» **Exercise directions**
A complete response lists each line of the data below that includes the word "tree".

» **Source information**
Segment Open

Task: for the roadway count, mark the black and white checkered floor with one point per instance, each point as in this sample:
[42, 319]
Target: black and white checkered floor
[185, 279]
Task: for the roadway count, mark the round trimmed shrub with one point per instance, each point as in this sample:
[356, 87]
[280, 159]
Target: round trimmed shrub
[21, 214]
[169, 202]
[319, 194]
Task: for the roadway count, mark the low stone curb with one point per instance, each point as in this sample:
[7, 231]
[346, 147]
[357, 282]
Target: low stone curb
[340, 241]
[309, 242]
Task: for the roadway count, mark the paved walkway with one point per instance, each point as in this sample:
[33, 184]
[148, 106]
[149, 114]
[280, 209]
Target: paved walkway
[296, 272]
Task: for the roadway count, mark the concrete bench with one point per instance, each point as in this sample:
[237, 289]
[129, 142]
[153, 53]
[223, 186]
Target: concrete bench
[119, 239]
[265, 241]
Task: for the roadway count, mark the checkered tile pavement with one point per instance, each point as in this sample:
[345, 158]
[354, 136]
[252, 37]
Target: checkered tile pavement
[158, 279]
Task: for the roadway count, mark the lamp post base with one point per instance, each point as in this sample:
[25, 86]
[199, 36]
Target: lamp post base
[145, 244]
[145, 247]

Segment Closed
Segment Open

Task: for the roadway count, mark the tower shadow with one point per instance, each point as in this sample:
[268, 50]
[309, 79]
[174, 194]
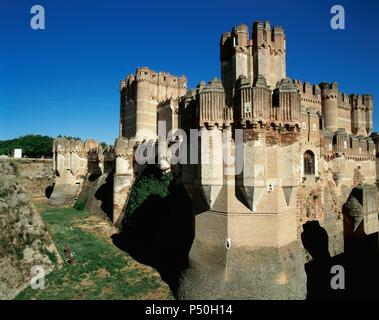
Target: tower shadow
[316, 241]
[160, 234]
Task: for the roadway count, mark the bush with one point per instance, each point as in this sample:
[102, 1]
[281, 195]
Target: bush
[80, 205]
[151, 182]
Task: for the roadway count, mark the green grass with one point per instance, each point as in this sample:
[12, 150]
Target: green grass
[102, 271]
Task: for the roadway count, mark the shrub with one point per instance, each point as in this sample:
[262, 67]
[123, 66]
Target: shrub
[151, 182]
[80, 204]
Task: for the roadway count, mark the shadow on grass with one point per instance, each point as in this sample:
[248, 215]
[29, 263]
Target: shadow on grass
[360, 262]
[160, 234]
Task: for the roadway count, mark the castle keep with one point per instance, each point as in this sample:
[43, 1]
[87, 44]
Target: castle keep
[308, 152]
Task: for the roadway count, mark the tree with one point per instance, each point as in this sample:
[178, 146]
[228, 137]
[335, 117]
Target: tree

Segment Closed

» **Task output**
Task: for the roadway count, mark the tree with one point per instance, each point as in this sample:
Target: tree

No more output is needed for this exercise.